START PROVIDED DATA

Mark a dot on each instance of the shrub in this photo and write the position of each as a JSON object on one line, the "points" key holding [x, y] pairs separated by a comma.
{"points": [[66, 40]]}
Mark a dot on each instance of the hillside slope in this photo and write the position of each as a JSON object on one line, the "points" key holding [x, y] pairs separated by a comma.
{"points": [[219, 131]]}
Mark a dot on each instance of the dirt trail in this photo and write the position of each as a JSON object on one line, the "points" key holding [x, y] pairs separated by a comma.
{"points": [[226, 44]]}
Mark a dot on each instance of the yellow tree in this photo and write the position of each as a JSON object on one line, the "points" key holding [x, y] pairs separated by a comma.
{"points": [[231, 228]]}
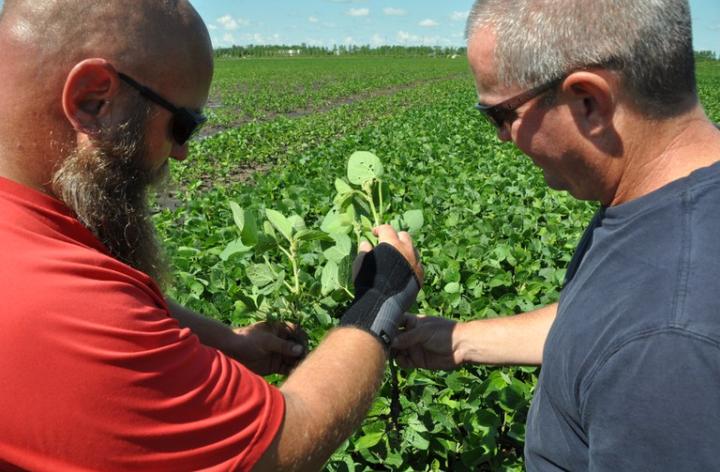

END PROVIDED DATA

## TASK DESCRIPTION:
Rewrite all of the data above, requests included, shifting each x and y point coordinate in the answers up by 111. Leave the pictures out of your output.

## OUTPUT BELOW:
Mark a dot on each instance of the shrub in this photo and write the position of each as a JSON object on one line, the "points" key holding [x, y] pairs separated by a comma.
{"points": [[177, 151]]}
Mark a dot on each instance of the hillside slope in this photo and write the position of each as a JSON object on one line, the "points" key holding [x, y] pairs separated by a comma.
{"points": [[330, 242]]}
Mark a dot on each instance of the dirt trail in this photo and write the position of each as a JSON object on one line, the "points" key holding [x, y] pairs separated by a comma.
{"points": [[337, 155]]}
Mark a dot on each instance of the yellow tree in this photo and write the position of each as a JSON object on one line, the "points" key holding [x, y] pairs separated by a comma.
{"points": [[342, 339]]}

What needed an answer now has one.